Set exercise: Gather every line of the material below that contains the word "pipe", and copy each of those lines in full.

Excerpted data:
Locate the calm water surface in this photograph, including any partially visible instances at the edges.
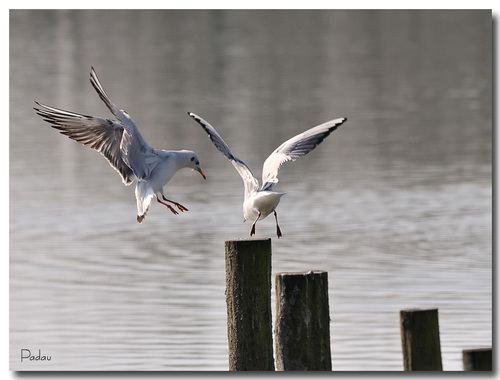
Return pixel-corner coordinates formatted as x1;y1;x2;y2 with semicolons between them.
10;11;492;371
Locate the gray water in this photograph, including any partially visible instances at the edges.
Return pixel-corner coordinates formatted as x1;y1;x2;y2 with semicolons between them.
9;11;492;371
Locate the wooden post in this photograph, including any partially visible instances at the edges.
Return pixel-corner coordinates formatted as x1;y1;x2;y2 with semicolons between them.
275;271;332;371
462;348;493;371
400;309;443;371
226;238;274;371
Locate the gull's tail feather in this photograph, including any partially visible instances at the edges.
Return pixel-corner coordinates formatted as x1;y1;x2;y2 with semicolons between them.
135;181;155;223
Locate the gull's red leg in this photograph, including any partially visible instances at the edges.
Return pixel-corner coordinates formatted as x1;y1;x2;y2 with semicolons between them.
162;194;189;212
250;211;260;236
274;210;283;239
156;197;178;215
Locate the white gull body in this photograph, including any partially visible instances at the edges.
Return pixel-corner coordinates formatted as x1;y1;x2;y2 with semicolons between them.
34;67;206;223
188;112;347;238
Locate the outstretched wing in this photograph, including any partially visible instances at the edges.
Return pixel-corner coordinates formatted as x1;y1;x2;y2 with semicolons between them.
188;112;259;200
34;102;135;185
262;117;347;190
90;67;155;178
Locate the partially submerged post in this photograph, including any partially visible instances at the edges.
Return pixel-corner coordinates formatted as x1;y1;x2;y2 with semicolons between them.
226;238;274;371
275;271;332;371
400;309;443;371
462;348;493;371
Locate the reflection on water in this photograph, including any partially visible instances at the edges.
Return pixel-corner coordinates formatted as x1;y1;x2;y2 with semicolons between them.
10;11;492;370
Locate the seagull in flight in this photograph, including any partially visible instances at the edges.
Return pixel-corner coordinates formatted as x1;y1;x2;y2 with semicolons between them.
34;67;206;223
188;112;347;238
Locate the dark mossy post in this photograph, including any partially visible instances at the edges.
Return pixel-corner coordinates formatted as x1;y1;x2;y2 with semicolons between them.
399;309;443;371
275;271;332;371
462;348;493;371
226;238;274;371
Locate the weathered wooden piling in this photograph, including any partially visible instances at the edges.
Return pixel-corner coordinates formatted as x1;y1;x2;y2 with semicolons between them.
400;309;443;371
462;347;493;371
226;238;274;371
275;271;332;371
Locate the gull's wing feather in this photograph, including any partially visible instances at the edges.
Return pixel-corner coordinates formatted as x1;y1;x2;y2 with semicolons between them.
90;67;156;179
34;102;135;185
262;117;347;190
188;112;259;199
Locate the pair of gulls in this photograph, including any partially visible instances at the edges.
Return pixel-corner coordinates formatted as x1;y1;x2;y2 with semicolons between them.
34;67;347;238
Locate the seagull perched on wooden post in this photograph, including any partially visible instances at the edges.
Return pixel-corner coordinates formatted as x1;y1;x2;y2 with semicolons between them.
188;112;347;238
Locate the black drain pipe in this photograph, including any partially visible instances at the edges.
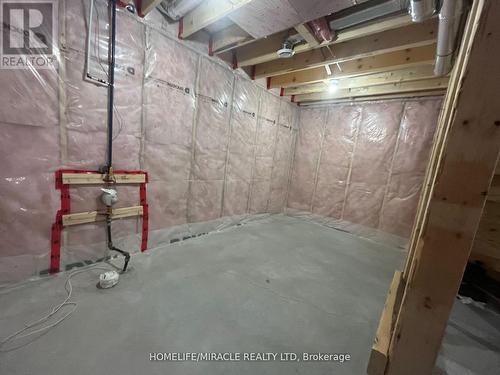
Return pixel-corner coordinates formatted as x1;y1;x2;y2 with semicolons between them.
106;0;116;170
106;0;130;272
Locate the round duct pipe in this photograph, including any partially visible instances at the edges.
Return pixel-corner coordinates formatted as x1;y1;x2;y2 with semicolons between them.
409;0;436;22
434;0;464;76
158;0;203;21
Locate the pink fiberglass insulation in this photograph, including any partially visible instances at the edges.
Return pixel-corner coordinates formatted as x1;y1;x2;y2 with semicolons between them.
312;106;361;219
143;29;199;230
249;92;280;213
223;77;261;216
343;102;403;228
0;0;297;284
288;98;441;237
288;108;327;211
379;100;441;236
188;58;234;222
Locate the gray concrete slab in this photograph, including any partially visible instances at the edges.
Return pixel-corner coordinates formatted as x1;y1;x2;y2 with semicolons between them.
0;215;404;375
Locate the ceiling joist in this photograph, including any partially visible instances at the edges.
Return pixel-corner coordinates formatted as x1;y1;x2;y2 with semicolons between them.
294;77;449;103
283;65;434;96
255;19;438;78
179;0;251;38
297;90;446;107
268;44;436;88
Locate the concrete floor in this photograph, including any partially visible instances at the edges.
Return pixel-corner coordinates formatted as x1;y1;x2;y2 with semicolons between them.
0;215;496;375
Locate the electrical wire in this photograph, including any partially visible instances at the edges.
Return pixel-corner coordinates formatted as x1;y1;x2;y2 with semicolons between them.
0;265;112;352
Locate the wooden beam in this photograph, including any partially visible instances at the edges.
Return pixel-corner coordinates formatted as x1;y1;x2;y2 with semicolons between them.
212;24;253;53
179;0;251;38
219;15;412;67
295;23;319;48
62;172;146;185
255;18;438;78
295;78;448;103
367;271;404;375
136;0;162;17
283;65;434;96
374;0;500;375
62;206;143;227
298;90;446;107
269;44;436;88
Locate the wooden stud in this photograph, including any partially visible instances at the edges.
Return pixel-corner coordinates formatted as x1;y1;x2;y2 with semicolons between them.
270;44;436;88
370;0;500;375
62;206;143;227
295;78;448;103
367;271;404;375
62;173;146;185
283;65;435;96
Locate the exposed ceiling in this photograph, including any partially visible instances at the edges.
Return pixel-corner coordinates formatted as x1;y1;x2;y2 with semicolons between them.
146;0;448;104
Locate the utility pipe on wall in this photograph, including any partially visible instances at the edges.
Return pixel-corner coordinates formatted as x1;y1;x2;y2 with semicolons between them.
434;0;464;76
106;0;117;171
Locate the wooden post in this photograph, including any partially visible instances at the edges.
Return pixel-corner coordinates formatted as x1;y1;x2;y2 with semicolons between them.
369;0;500;375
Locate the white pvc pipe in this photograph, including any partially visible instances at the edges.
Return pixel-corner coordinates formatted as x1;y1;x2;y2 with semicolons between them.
434;0;463;76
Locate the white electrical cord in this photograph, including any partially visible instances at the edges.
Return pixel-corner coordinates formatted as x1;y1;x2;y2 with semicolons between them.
0;266;112;352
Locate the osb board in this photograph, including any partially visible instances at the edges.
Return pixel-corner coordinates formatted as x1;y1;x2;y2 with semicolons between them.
470;201;500;272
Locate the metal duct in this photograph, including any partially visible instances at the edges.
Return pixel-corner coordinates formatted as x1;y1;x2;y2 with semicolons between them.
434;0;464;76
328;0;408;31
158;0;203;21
410;0;436;22
309;17;334;42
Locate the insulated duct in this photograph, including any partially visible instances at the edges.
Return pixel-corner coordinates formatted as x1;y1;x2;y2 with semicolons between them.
409;0;436;22
158;0;203;21
434;0;464;76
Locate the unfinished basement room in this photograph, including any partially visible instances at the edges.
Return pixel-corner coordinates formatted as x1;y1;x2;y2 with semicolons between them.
0;0;500;375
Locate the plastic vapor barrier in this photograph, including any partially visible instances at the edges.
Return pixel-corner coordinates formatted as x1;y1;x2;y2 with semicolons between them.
0;0;298;284
288;98;442;242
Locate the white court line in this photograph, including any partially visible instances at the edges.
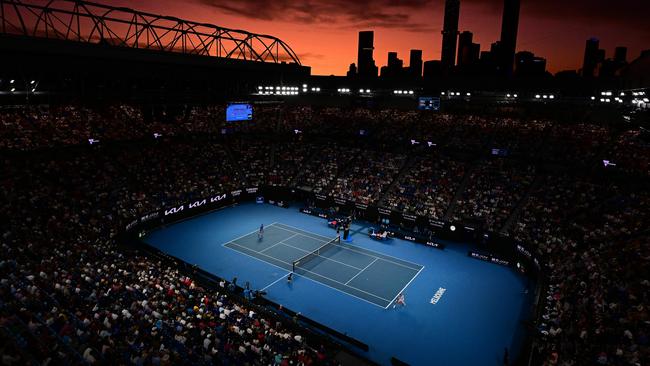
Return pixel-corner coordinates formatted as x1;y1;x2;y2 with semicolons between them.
275;226;332;242
260;274;290;292
345;258;378;286
276;223;422;271
224;242;390;309
282;242;364;271
260;234;298;253
384;266;424;309
221;221;281;246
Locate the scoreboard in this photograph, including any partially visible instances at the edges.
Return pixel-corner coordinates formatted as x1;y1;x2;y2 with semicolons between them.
418;97;440;111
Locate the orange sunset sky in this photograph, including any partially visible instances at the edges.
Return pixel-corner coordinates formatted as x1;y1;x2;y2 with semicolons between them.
98;0;650;75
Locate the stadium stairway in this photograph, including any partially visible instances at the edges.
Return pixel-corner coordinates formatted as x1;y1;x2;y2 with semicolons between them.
289;145;320;188
499;174;543;235
378;155;417;207
222;144;244;182
443;160;483;221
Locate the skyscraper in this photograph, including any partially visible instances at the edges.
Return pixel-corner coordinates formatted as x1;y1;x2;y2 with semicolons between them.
498;0;520;75
357;31;377;78
409;50;422;78
515;51;546;76
614;47;627;63
456;31;481;68
456;31;474;66
440;0;460;69
381;52;404;77
582;38;600;78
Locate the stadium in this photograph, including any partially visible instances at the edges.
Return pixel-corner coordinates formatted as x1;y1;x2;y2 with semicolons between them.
0;0;650;366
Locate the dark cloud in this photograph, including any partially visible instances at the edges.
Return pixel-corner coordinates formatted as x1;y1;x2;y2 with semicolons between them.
192;0;440;32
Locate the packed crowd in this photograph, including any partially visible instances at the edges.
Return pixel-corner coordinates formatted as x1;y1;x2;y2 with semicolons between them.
0;140;334;365
331;151;406;205
0;105;650;365
513;175;650;365
452;159;535;231
386;156;465;220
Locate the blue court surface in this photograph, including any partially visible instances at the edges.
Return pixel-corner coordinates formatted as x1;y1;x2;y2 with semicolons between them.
145;203;532;365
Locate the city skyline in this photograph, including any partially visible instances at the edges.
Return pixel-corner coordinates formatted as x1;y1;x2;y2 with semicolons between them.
90;0;650;75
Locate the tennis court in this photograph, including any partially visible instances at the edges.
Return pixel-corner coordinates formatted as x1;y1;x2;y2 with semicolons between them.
224;223;424;308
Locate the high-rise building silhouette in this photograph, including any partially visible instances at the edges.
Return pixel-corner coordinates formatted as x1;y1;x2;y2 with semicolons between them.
498;0;520;75
614;47;627;63
409;50;422;78
456;31;481;69
582;38;600;78
422;60;442;80
357;31;377;78
456;31;474;66
440;0;460;69
515;51;546;76
381;52;404;78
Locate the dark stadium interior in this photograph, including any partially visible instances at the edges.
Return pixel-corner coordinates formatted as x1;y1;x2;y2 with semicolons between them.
0;0;650;366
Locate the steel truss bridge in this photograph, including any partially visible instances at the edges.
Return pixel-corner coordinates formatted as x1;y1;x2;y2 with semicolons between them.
0;0;301;65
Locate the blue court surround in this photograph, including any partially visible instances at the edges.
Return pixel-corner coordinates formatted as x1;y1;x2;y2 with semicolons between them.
144;203;532;366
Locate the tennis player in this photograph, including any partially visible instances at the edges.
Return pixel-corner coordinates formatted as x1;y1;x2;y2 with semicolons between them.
393;293;406;309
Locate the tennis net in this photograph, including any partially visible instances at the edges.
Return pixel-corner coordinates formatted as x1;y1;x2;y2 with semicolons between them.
291;235;341;272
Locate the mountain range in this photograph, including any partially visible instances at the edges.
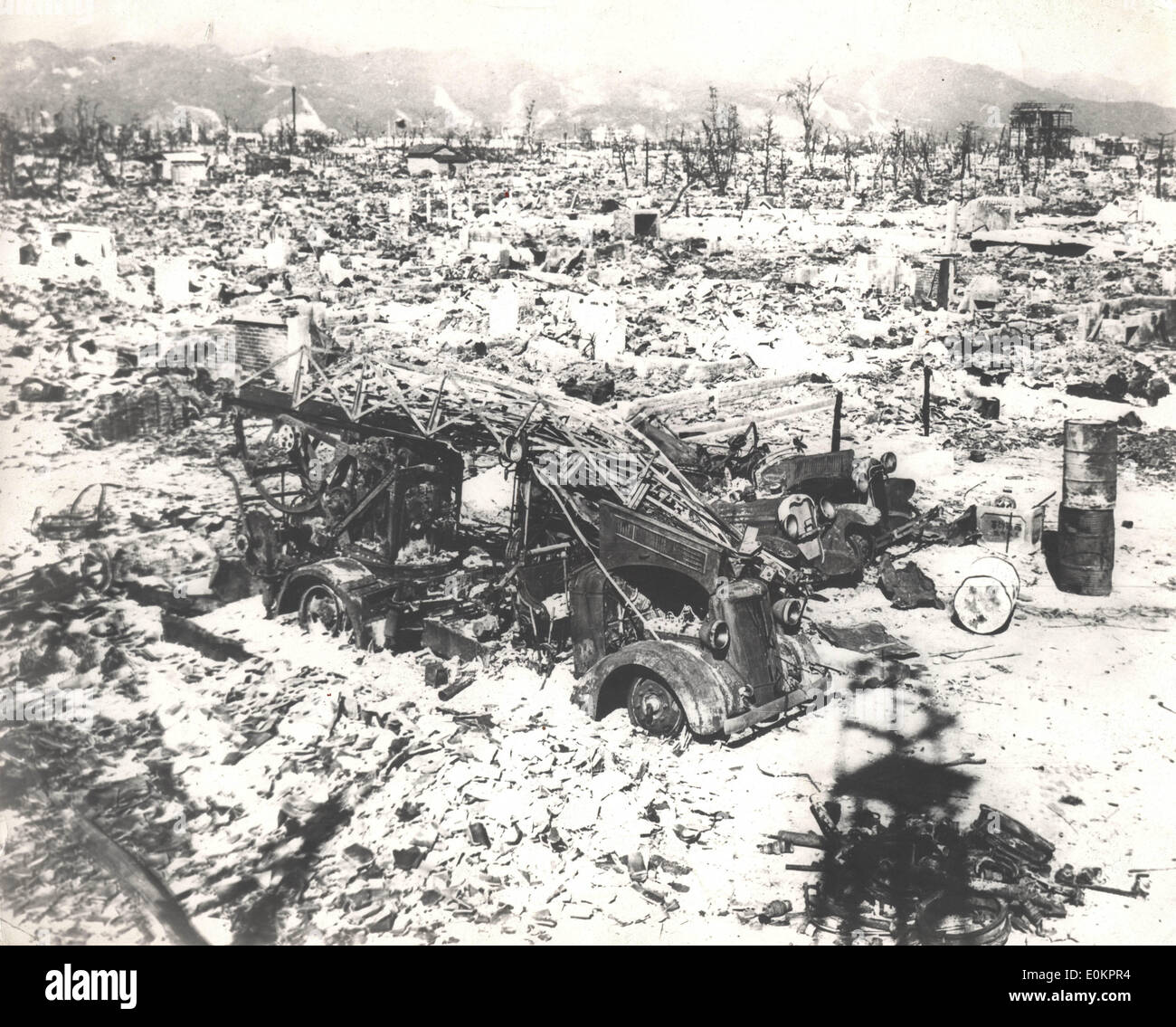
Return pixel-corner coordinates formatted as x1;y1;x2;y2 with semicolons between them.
0;40;1176;138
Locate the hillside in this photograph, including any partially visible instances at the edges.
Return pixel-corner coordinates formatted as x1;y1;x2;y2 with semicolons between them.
0;42;1176;137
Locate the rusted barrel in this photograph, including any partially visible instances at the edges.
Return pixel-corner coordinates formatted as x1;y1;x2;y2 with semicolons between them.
1055;503;1114;595
1062;421;1118;509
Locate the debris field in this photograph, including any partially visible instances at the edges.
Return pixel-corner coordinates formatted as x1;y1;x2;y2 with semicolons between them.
0;134;1176;945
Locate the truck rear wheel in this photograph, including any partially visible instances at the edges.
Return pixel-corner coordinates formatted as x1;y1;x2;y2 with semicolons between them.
298;585;352;639
630;677;686;737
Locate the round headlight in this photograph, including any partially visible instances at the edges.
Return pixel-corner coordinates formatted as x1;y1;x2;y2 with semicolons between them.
772;599;804;630
784;514;801;542
698;620;732;653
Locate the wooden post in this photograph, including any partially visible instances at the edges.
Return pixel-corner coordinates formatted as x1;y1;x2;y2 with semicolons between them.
935;256;955;310
924;366;932;435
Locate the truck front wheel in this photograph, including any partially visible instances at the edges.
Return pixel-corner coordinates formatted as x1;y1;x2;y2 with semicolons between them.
630;677;686;737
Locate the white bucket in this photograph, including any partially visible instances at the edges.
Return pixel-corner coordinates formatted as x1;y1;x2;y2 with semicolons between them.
952;556;1020;635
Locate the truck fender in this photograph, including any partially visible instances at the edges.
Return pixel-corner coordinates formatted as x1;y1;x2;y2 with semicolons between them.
572;639;745;737
271;556;372;639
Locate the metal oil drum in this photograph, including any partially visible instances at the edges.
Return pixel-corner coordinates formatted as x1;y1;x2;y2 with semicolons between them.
1055;503;1114;595
1062;421;1118;509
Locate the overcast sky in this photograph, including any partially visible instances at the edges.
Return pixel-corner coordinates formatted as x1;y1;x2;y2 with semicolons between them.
0;0;1176;93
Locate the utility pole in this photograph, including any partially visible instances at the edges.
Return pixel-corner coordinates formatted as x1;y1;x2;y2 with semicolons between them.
1156;132;1176;200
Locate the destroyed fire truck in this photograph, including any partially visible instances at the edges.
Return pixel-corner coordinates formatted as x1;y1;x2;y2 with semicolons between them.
227;348;841;737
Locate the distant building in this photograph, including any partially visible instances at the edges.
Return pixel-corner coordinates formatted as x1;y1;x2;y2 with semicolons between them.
1009;102;1078;159
408;142;469;179
244;149;290;176
156;150;208;185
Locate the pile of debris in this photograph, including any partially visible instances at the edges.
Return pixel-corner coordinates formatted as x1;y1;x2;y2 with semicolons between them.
762;801;1149;946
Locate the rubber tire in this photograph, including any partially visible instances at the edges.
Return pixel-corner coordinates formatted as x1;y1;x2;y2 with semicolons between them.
298;581;353;639
626;675;686;737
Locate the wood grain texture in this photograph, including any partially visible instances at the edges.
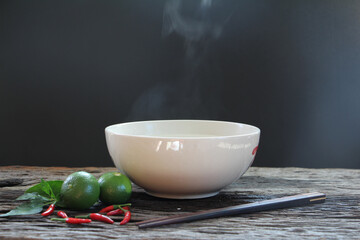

Expected answer:
Locate the black drain pipe in this photograph, including any partially visible instances at the edges.
Locate the round duct pipe in this photograph, including any partially visible instances at the edges.
Locate the utility pipe on wall in this photograph, including any partially visible instances at the edges.
Locate the white pvc pipe in this photograph, including any partially visible instances at the edges.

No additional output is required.